• AVAILABLE DATA:

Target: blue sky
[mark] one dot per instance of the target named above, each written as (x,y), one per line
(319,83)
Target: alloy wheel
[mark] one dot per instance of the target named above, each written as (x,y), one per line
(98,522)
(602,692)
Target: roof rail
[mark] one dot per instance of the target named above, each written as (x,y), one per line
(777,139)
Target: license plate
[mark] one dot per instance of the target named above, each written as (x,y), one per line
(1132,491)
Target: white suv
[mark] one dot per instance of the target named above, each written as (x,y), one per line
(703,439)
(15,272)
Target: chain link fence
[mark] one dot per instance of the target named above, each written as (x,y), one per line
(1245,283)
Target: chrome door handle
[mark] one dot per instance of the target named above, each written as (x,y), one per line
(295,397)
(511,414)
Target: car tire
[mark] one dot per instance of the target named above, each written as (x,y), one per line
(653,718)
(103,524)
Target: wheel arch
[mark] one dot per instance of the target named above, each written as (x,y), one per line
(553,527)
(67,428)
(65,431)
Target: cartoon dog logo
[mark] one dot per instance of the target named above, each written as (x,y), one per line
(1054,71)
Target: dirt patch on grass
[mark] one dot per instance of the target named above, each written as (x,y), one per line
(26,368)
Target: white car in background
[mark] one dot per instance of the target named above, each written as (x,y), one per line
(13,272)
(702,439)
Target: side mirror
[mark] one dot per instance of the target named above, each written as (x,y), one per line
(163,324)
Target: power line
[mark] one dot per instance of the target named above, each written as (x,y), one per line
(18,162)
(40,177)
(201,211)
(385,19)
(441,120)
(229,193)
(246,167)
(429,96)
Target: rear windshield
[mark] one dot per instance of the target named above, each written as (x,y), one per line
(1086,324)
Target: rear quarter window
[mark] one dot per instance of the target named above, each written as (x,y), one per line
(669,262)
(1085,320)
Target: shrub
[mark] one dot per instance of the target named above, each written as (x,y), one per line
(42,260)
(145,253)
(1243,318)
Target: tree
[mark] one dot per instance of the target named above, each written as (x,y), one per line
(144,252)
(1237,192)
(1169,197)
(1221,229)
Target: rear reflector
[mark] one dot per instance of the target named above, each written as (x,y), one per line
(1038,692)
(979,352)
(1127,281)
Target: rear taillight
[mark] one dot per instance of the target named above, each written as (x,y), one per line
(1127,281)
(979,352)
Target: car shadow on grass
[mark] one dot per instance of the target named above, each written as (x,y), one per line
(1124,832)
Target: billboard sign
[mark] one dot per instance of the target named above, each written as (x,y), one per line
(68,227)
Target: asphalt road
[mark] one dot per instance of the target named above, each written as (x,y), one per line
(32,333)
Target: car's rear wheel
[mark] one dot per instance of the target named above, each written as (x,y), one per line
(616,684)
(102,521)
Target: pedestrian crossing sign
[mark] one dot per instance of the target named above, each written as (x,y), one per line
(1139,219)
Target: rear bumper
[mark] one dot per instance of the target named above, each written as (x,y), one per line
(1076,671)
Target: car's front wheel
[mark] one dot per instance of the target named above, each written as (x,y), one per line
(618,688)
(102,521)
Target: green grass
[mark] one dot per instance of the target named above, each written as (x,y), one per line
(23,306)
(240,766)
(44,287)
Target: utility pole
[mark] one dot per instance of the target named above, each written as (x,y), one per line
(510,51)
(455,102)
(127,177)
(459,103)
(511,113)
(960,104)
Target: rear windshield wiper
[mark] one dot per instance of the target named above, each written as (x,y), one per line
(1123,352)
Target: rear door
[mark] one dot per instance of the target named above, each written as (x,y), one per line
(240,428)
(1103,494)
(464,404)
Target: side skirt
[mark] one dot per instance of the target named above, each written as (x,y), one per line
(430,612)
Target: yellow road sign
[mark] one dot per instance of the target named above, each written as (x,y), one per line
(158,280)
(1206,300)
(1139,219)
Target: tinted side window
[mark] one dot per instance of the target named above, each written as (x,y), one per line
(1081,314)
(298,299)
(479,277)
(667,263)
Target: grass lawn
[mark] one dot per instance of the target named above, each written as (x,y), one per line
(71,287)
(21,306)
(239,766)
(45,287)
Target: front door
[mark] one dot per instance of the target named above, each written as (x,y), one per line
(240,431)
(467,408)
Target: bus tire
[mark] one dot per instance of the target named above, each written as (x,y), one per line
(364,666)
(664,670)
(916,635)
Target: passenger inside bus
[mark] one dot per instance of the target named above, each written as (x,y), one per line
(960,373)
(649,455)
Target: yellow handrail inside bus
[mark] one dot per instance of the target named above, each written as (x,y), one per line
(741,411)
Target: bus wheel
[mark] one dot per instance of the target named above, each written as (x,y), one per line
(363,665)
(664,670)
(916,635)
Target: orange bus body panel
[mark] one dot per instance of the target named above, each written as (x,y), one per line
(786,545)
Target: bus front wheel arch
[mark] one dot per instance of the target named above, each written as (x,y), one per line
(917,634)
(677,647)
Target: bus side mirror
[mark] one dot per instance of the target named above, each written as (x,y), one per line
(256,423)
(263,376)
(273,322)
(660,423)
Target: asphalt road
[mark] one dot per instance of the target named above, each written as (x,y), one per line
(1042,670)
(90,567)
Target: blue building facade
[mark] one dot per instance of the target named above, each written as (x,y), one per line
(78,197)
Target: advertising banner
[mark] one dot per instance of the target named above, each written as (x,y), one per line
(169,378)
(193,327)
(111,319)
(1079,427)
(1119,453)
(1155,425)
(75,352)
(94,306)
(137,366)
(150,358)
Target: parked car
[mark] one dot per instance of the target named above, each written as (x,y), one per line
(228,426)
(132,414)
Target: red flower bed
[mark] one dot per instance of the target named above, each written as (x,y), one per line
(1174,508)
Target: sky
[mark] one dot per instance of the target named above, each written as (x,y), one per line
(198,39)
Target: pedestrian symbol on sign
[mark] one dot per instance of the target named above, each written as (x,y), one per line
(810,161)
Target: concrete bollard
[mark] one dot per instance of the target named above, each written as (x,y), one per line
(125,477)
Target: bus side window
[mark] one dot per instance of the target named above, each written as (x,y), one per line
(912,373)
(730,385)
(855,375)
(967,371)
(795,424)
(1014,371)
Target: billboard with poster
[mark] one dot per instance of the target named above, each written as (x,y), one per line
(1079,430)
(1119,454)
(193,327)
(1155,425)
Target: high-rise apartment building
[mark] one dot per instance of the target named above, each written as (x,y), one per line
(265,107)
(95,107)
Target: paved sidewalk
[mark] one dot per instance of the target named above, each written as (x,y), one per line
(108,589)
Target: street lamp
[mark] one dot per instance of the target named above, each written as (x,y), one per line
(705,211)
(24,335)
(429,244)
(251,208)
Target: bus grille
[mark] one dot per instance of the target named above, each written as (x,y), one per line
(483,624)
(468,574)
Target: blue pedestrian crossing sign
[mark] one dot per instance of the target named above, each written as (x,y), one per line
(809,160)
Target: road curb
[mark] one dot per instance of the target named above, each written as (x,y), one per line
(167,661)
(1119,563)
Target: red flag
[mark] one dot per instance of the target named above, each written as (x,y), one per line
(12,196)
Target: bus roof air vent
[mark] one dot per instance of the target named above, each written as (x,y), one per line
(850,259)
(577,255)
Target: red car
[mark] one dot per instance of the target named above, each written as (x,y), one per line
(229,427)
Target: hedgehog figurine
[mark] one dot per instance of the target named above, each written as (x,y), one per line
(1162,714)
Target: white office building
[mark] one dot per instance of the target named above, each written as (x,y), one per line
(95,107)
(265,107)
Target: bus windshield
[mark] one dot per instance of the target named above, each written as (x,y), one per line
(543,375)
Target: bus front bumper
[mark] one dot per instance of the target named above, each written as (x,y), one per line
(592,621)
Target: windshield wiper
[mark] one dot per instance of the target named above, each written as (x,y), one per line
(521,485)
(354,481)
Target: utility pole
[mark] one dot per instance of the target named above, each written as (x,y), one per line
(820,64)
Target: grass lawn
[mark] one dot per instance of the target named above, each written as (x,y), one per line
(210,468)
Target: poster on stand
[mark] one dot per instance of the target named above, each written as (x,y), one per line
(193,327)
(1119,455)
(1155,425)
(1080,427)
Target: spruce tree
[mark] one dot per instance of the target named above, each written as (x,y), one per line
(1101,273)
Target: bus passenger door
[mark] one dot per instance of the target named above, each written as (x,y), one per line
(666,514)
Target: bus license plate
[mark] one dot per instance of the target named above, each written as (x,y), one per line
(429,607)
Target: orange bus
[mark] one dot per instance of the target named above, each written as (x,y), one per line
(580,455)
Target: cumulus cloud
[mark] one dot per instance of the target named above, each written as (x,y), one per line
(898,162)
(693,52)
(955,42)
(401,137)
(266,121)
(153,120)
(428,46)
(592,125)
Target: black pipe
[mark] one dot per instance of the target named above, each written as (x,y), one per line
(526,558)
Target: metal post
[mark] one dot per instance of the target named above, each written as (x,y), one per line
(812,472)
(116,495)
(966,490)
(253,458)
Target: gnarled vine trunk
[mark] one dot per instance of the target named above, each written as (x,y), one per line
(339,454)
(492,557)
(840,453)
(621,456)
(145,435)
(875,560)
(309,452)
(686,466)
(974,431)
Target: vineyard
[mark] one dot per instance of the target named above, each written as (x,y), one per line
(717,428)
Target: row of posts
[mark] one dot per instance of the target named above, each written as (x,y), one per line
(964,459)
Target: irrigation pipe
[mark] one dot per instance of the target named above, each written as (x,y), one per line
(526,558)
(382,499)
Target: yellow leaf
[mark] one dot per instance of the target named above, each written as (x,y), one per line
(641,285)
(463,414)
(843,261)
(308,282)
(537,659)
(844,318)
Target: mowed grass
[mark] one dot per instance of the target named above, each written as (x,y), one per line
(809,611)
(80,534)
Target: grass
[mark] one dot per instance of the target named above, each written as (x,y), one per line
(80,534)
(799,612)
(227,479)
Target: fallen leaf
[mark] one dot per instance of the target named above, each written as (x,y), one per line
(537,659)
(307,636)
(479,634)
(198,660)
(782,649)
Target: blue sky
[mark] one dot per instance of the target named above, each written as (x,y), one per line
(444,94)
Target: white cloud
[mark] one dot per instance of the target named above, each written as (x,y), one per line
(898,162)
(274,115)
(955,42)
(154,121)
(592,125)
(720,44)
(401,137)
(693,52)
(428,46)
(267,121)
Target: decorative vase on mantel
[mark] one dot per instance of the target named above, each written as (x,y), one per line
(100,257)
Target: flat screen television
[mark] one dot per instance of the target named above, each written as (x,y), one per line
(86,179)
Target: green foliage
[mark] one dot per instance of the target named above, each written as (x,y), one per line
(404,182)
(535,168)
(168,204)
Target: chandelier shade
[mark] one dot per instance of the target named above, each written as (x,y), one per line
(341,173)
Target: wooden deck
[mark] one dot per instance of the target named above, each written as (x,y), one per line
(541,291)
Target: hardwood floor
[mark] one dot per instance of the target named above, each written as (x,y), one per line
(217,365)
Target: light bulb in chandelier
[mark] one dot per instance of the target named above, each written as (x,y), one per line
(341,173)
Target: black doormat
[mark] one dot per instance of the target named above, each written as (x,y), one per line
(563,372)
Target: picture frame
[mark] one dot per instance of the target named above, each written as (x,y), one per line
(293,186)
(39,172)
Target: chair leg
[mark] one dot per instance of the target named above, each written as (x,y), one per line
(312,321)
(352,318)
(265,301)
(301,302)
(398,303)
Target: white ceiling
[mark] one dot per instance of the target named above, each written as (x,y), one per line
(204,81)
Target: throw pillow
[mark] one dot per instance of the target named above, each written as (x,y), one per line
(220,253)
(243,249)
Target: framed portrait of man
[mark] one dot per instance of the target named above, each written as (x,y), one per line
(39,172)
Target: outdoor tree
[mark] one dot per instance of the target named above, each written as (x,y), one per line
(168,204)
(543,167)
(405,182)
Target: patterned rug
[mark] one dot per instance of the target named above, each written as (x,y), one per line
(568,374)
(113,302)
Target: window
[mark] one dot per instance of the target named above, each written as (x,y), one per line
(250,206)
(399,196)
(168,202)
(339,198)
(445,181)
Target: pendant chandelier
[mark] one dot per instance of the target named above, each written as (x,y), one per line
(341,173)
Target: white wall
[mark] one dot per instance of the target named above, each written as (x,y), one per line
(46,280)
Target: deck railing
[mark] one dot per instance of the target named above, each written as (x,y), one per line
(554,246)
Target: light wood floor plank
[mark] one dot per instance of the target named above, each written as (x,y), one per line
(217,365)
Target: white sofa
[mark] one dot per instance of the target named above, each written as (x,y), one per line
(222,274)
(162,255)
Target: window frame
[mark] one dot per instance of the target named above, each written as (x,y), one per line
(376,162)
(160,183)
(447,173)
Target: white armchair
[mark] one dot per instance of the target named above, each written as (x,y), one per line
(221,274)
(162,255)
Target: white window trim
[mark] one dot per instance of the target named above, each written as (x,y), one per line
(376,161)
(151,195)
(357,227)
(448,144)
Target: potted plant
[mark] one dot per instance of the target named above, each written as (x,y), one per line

• DO THIS: Output the line containing "Target: chair leg" and all lines after it to the end of the records, exactly as given.

• EXERCISE ANSWER:
Target: chair leg
[mark] one dot per instance of the target named above, each written as (x,y), one per line
(312,321)
(352,318)
(265,301)
(301,302)
(398,303)
Target: white ceiling
[mark] one dot per instance of the target named above, each written as (x,y), one per line
(204,81)
Target: throw pillow
[mark] one dot per instance of the target named above, each written as (x,y), one per line
(220,253)
(243,249)
Target: framed portrait of man
[mark] one dot per instance of the target named above, each written as (x,y), one per line
(39,172)
Target: outdoor tree
[mark] one dot per instance of the target named above, each written as (x,y), one per line
(168,204)
(543,167)
(405,182)
Target: patterned rug
[mark] one dot per instance of the target named above, each written as (x,y), one per line
(568,374)
(113,302)
Target: window
[mark] one dot per instance of the target named above, each written as (x,y), one per line
(250,206)
(399,196)
(168,202)
(339,198)
(445,181)
Target: pendant chandelier
[mark] one dot per instance of the target named above, each written as (x,y), one per line
(341,173)
Target: white wall
[mark] one dot per instance of the target named above, each written as (x,y), one per line
(46,280)
Target: deck railing
[mark] one dot per instance of the target named above, each written as (x,y), one per line
(554,246)
Target: light wood floor plank
[mark] one dot per instance of the target named above, each written as (x,y), one per line
(217,365)
Target: white sofa
[mark] one dot per instance of the target named above, each written as (x,y), one per line
(222,274)
(162,255)
Target: window frame
[mark] one dot per instance of the target named above, each written as (x,y), one per line
(376,162)
(160,183)
(447,173)
Target: white armchair
[mark] one dot per instance of the target named above, each written as (x,y), one per line
(221,274)
(162,255)
Target: white window trim
[mark] one dot per instance of the target named above, each written as (x,y), one per line
(376,161)
(151,195)
(357,227)
(448,144)
Target: potted plant
[mark] one dot per instance of the target named above, each written as (x,y), one per line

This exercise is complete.